→ Problem statement
Leave out every picture, then transcribe the rest of the listing exactly.

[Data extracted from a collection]
****
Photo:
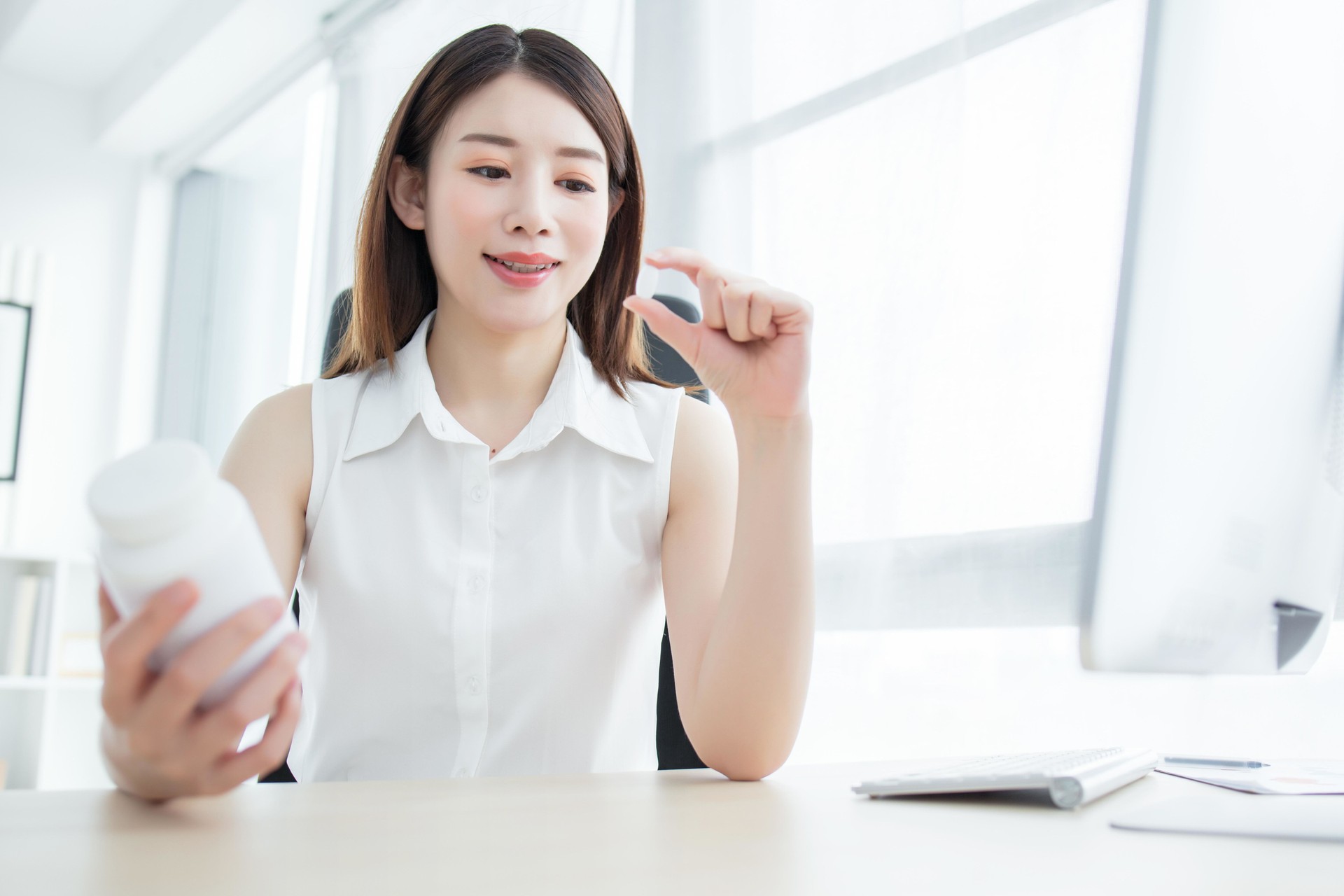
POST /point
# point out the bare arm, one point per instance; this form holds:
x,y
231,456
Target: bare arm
x,y
270,461
737,570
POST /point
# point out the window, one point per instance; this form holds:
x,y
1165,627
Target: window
x,y
960,237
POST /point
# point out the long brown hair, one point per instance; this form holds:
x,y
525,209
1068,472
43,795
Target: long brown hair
x,y
394,281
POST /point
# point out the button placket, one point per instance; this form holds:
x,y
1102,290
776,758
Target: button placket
x,y
470,612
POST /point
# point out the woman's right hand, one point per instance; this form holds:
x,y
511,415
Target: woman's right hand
x,y
156,743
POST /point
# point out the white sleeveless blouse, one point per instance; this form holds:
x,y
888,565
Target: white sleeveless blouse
x,y
476,615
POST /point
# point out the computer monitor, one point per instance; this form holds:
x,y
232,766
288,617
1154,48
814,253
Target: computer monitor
x,y
1217,542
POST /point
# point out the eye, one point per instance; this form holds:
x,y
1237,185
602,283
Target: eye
x,y
584,187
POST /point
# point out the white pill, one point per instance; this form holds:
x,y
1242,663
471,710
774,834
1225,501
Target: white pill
x,y
647,281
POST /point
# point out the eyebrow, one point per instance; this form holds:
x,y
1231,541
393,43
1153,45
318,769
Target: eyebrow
x,y
568,152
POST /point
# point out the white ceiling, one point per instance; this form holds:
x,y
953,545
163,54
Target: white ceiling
x,y
164,77
83,43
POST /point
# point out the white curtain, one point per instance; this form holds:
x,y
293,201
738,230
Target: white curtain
x,y
945,181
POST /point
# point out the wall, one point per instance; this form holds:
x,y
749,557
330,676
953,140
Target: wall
x,y
76,204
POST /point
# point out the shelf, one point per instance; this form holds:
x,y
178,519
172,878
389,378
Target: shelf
x,y
23,682
61,682
11,555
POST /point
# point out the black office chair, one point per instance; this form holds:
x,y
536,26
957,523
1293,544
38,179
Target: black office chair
x,y
675,750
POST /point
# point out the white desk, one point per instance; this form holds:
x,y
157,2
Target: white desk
x,y
802,830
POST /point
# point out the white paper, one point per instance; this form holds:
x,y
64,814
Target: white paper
x,y
1284,777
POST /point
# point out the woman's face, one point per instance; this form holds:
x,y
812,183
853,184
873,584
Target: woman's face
x,y
517,175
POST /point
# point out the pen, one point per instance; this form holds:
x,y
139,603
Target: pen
x,y
1214,763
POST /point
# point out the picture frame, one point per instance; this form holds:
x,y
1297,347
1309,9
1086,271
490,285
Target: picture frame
x,y
15,331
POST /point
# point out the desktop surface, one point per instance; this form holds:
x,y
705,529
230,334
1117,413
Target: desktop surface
x,y
800,830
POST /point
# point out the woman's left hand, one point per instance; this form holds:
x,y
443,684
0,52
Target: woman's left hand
x,y
753,346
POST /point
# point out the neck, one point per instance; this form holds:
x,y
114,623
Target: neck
x,y
475,367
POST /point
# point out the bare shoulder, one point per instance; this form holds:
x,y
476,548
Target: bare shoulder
x,y
270,461
705,454
274,444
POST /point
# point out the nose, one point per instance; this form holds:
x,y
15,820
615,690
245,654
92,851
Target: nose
x,y
530,207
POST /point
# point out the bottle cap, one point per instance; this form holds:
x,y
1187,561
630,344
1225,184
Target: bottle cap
x,y
151,493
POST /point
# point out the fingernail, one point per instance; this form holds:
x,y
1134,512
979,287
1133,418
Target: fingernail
x,y
181,594
272,608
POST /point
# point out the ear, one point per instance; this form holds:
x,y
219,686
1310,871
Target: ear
x,y
406,192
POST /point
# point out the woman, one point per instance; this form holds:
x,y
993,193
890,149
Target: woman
x,y
493,498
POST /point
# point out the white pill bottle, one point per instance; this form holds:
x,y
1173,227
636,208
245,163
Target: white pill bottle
x,y
164,514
****
→ Written answer
Photo:
POST /point
# point out the bare arm, one point per instance; this form holds:
x,y
231,456
Target: bare arm
x,y
270,461
737,570
POST /point
# point out the window, one point per instance; this form holds:
x,y
1165,627
Target: window
x,y
960,237
POST /point
# point out the long brown hair, one point per instance; this form holds:
x,y
525,209
1068,472
43,795
Target: long brown hair
x,y
394,281
POST /point
# point out the button placket, one point per instance; this form holds:
x,y
1102,290
776,758
Target: button placket
x,y
470,612
POST /point
# point out the woman's right hand, one point per instance; this form holds:
x,y
511,415
Target: woman's right hand
x,y
156,743
POST /point
# point out the white sleeveless blouse, one point per instance; this form holds:
x,y
888,565
Target: white sleeveless blouse
x,y
476,615
POST /point
# point out the computer monitor, one point per instance; this form holds:
x,y
232,766
288,617
1154,48
814,253
Target: computer monitor
x,y
1217,542
POST /point
# point out the eye, one point per instance; this form holds:
x,y
1237,185
602,283
Target: eye
x,y
584,187
POST /point
# point out the white pill, one point per instance; this form holds:
x,y
1242,663
471,710
774,834
1225,501
Target: white pill
x,y
647,281
POST /point
# point out the eyebrow, one point per instance; this form holds:
x,y
1231,541
393,43
1153,45
318,769
Target: eyebrow
x,y
568,152
POST /point
# point out the white ceiling, one point per instance; this form holds:
x,y
953,545
163,54
Target: white ceiling
x,y
164,77
83,43
POST /point
# point out the white curtain, one point per instance; this form holds:
x,y
293,201
738,230
Target: white curtain
x,y
945,181
POST /point
# point out the wall, one point per instance; this form holds:
x,y
749,557
330,676
953,140
Target: wall
x,y
76,204
POST /point
# point out the shelf, one point per instance; this form holds:
x,y
178,519
172,878
389,378
Target: shelf
x,y
23,682
61,682
11,555
POST /point
# point out the black office chair, one point per instance; this form holds:
x,y
536,26
957,523
1293,544
38,179
Target: black office chair
x,y
675,750
POST /point
# point out the white desk, one point per instance; this form holds:
x,y
157,2
Target: white desk
x,y
802,830
POST /point
# point out the white paper, one point per instance; this form holds:
x,y
64,814
Target: white paper
x,y
1284,777
POST /point
# point out the woman's face, one point per instance; this form holds:
x,y
812,183
853,184
873,584
Target: woman's face
x,y
517,175
POST /point
# point out the pen, one point per instance; this form holds:
x,y
139,603
Target: pen
x,y
1214,763
POST /point
# point out the picture frame, one point per instance; this form holds:
x,y
1297,347
1309,9
1086,271
490,285
Target: picture frame
x,y
15,331
POST /point
# point out the desktop surface, one point per instance; this form holds:
x,y
705,529
230,334
1117,413
Target: desktop surface
x,y
800,830
POST /point
# point out the woman's left hand, one point per instance; this form holds:
x,y
443,684
0,52
Target: woman's left hand
x,y
753,346
POST /point
# point out the neck, one point per instance; this form holds:
x,y
114,623
Target: neck
x,y
475,367
POST /point
# point out the bare shoulder, one point per instance; this form holds:
x,y
476,548
Target: bare shoulder
x,y
270,461
705,454
274,444
POST /point
# point out the nose, one point per instance; this form holds:
x,y
15,820
615,690
245,654
92,851
Target: nose
x,y
530,207
POST /point
# point out the bottle cap, one point per instance; this form holds:
x,y
1187,561
630,344
1225,184
Target: bottle cap
x,y
151,493
POST /point
# point out the fingernail, one point per instance; this form holds:
x,y
1134,512
979,287
1133,418
Target: fingernail
x,y
181,594
272,608
POST /point
# point out the ear, one point per instance; this form holds:
x,y
219,686
1310,871
Target: ear
x,y
406,192
POST /point
# point out the woman, one point per instance; this form holds:
x,y
993,193
890,149
Target: woman
x,y
493,498
POST /point
# point out the white pill bottle, one point per instance; this form holds:
x,y
1173,227
636,208
245,163
Target: white pill bottle
x,y
164,514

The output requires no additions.